— BEGIN INPUT DATA —

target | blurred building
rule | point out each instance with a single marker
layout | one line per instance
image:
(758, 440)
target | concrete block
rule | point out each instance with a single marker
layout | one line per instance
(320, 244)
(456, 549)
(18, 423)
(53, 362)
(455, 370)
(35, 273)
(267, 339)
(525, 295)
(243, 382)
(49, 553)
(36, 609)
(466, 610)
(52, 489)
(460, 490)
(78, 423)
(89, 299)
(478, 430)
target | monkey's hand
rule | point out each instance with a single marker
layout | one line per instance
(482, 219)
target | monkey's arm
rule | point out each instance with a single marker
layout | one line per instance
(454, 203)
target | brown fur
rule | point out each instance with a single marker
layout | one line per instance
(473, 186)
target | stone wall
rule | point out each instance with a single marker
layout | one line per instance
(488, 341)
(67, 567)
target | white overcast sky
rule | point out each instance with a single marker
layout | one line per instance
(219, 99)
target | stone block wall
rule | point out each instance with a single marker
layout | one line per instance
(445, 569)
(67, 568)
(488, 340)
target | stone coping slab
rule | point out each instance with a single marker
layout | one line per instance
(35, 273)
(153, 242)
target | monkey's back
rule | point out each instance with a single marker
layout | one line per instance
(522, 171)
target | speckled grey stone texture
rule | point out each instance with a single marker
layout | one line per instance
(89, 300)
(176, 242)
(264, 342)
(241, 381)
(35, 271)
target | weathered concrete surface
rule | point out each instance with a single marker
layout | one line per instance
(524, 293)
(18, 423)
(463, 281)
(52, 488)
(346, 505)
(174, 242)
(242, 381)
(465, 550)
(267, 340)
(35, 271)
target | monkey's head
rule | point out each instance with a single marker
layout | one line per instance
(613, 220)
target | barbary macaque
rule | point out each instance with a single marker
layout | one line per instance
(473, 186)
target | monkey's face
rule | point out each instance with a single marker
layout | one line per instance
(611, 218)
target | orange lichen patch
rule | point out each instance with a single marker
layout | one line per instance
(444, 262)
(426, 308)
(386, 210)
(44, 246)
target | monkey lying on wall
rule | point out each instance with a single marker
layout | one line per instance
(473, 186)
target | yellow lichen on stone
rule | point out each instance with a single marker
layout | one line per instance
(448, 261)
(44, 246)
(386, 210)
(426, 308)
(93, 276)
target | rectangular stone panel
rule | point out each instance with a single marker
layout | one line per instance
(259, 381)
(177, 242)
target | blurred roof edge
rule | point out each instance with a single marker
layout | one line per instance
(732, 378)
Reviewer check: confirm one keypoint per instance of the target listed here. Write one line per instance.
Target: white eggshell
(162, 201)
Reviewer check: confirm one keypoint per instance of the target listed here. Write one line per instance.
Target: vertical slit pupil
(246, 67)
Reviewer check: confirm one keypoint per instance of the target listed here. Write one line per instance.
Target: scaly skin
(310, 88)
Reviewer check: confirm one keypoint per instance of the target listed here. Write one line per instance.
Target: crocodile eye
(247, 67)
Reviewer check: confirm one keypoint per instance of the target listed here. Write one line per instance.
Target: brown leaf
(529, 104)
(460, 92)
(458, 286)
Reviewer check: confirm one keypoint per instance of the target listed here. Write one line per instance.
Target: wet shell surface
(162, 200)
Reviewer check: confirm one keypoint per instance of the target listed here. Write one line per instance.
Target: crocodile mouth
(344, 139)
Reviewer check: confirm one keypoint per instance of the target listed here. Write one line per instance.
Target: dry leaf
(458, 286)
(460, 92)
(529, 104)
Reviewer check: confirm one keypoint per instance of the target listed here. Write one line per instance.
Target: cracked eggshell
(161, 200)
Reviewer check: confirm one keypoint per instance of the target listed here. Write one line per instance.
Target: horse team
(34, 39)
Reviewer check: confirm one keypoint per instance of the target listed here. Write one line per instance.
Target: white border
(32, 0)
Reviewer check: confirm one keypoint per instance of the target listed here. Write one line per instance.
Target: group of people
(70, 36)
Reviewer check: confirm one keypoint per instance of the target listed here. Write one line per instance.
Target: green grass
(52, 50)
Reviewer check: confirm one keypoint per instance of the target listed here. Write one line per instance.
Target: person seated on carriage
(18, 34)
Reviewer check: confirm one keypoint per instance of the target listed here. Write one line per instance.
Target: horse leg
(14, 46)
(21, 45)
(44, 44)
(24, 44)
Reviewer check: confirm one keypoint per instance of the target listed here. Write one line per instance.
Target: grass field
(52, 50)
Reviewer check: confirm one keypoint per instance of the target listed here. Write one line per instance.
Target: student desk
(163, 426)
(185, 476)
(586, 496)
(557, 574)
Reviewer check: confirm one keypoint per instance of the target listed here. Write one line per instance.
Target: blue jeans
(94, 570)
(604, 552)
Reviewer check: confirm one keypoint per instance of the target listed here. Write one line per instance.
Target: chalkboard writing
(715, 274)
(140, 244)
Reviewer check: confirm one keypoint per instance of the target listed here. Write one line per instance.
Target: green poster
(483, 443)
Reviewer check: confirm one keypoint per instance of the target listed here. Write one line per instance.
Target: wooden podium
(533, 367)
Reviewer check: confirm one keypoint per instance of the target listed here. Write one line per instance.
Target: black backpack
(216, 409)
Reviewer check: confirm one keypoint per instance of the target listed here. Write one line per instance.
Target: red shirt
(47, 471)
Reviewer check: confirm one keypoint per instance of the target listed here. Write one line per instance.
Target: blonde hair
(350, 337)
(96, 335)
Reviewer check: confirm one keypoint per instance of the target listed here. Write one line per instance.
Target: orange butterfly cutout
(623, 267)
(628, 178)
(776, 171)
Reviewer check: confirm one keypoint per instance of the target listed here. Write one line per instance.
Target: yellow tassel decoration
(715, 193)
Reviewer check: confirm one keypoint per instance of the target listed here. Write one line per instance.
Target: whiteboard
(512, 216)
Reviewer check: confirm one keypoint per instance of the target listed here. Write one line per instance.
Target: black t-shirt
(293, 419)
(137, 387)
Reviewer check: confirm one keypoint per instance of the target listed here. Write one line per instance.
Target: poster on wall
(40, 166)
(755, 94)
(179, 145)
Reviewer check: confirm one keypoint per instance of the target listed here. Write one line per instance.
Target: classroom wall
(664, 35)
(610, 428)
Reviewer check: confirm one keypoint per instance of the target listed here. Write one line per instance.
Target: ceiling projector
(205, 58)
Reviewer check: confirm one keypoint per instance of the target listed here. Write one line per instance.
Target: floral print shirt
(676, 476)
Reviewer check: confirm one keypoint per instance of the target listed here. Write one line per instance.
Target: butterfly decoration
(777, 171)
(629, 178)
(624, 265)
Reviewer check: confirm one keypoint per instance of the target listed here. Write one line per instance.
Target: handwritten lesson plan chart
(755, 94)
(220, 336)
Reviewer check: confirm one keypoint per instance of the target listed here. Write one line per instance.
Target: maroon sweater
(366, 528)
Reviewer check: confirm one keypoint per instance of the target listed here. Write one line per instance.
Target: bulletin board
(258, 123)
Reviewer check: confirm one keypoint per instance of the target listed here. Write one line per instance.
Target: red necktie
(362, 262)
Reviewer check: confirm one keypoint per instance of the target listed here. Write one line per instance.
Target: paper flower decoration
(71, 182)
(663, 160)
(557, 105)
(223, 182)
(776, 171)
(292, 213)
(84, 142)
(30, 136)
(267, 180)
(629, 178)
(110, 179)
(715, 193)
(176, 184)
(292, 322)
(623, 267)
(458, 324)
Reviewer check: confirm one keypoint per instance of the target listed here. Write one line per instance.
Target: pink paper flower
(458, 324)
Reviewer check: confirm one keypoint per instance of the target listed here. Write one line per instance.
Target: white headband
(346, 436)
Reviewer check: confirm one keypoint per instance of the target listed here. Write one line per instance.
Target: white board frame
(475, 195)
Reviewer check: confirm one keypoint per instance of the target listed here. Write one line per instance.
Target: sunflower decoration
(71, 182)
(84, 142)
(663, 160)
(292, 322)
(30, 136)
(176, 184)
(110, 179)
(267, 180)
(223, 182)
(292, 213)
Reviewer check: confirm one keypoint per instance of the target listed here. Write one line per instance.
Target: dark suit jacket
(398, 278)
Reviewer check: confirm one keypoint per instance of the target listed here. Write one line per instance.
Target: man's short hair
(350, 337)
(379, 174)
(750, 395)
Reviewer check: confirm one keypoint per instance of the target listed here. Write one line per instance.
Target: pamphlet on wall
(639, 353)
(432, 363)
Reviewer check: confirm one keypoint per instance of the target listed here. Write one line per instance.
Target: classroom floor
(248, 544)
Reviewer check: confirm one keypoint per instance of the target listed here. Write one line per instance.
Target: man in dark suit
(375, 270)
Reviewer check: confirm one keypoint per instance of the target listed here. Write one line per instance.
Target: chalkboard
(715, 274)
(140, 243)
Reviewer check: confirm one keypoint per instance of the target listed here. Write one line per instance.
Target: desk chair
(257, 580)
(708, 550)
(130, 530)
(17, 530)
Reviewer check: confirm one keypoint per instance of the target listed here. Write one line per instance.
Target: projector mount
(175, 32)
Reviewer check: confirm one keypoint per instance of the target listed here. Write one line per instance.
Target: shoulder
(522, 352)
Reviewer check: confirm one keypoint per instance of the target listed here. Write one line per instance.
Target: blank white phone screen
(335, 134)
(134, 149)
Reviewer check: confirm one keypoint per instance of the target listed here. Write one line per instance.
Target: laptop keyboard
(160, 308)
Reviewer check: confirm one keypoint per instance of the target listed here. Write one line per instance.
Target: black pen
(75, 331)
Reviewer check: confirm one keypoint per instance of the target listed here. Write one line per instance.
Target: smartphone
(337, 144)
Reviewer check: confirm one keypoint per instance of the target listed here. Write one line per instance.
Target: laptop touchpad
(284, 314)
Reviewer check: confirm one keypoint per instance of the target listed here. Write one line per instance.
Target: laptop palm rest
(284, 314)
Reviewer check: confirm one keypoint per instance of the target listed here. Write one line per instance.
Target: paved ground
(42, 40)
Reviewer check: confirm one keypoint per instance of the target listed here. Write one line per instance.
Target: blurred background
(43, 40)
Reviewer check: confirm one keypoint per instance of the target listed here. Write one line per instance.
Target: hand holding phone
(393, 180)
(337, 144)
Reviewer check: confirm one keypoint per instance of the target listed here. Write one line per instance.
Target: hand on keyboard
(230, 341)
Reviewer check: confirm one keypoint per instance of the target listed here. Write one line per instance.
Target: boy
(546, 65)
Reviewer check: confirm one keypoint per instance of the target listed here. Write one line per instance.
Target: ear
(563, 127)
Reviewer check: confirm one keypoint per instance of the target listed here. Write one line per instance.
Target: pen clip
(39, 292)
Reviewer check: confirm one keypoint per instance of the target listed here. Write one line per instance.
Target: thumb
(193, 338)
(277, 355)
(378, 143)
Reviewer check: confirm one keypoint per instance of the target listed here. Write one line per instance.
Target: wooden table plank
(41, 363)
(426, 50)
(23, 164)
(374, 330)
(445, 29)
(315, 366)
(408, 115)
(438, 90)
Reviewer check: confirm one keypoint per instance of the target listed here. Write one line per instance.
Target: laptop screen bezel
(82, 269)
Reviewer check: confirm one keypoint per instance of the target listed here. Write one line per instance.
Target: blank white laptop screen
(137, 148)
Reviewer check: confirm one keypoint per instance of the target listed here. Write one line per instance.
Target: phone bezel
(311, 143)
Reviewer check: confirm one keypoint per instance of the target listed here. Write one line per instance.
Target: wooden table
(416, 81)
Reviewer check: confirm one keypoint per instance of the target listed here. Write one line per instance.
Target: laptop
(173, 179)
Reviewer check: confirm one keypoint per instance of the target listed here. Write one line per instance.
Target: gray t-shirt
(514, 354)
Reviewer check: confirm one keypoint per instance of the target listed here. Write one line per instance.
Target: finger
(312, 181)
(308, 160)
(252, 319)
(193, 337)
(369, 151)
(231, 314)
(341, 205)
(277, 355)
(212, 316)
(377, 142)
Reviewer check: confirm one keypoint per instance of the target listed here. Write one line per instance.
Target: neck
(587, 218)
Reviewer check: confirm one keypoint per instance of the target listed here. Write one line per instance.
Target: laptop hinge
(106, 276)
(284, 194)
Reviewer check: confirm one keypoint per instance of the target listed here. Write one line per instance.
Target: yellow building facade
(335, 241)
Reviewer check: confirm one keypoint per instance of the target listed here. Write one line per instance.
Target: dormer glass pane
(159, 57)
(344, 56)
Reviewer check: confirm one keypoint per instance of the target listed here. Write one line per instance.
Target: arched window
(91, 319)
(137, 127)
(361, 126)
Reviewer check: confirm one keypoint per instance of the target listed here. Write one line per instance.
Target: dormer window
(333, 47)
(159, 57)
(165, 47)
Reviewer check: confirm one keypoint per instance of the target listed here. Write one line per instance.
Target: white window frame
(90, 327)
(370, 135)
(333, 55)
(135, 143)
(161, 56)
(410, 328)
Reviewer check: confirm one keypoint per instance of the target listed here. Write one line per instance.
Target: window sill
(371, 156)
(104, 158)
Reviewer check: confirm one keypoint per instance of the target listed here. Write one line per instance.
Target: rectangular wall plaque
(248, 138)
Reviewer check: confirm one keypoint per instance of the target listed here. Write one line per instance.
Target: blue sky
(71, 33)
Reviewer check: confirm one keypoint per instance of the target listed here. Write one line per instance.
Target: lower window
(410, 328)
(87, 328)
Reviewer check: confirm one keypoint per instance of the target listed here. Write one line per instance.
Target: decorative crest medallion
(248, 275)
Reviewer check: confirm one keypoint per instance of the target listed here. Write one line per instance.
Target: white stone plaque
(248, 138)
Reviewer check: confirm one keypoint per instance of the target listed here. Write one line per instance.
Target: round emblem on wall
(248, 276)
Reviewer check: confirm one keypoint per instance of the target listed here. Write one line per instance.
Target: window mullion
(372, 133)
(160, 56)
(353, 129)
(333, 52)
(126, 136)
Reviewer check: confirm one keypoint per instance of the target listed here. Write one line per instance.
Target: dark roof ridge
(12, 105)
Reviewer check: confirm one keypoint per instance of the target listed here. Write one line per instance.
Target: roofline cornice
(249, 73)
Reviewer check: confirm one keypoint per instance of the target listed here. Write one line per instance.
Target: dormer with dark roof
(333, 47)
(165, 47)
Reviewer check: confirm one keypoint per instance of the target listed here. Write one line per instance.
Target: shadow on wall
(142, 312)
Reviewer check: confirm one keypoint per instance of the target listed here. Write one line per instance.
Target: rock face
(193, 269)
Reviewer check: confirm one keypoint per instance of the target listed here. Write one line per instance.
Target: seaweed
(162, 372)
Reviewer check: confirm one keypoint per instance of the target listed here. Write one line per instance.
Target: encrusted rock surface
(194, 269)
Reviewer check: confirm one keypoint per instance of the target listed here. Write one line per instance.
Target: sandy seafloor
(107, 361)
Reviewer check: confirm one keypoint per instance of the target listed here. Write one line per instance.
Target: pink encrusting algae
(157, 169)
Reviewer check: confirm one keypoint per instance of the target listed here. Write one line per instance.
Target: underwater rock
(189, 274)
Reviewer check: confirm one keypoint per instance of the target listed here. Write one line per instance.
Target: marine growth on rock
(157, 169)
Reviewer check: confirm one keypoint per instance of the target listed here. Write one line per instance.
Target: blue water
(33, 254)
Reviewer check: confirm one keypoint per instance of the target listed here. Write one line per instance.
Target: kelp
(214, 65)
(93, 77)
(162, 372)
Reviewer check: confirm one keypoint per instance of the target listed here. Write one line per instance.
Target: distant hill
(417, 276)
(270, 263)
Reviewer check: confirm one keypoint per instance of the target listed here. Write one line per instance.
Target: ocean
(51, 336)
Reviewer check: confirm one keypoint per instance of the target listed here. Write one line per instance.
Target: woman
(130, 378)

— END INPUT DATA —

Locate and copy every line in the lines above that contains the word "monkey". Case counts, so match only that exact capitalization.

### [EXERCISE SOLUTION]
target | monkey's hand
target | monkey's arm
target | monkey's back
target | monkey's head
target | monkey's face
target | monkey lying on wall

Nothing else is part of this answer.